WHAT YOU SHOULD DO: Return each line of the records below that contains the word "blanket".

- - -

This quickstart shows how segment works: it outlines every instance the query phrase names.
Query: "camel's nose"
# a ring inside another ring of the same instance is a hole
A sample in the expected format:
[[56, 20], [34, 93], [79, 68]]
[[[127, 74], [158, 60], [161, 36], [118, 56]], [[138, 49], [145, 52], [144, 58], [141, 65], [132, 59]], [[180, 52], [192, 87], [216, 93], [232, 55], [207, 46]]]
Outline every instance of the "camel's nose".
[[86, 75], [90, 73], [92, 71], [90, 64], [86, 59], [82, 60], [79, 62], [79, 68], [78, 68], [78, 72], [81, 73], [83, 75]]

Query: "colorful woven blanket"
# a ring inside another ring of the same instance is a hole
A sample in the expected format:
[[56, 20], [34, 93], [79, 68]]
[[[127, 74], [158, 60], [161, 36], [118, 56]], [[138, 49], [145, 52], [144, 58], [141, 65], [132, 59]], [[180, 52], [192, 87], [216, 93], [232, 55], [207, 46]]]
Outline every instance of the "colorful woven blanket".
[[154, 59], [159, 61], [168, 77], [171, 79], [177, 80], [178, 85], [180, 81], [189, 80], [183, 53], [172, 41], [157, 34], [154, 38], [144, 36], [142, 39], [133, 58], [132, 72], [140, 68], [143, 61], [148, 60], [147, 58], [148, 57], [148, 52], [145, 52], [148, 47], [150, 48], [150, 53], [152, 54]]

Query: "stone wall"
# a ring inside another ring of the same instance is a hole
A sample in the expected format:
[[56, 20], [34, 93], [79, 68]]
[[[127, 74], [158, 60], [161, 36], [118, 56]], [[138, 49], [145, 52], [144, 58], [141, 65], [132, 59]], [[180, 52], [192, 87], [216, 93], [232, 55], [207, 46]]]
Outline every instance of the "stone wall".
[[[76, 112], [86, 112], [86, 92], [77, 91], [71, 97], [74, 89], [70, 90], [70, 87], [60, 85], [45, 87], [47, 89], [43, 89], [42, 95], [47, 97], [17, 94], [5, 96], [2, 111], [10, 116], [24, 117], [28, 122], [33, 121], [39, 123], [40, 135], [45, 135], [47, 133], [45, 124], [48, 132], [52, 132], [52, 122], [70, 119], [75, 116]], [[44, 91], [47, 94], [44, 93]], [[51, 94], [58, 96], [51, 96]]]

- - -

SOLUTION TO THIS PROBLEM:
Query: "colorful woven blanket"
Outline every instance of the "colorful woven blanket".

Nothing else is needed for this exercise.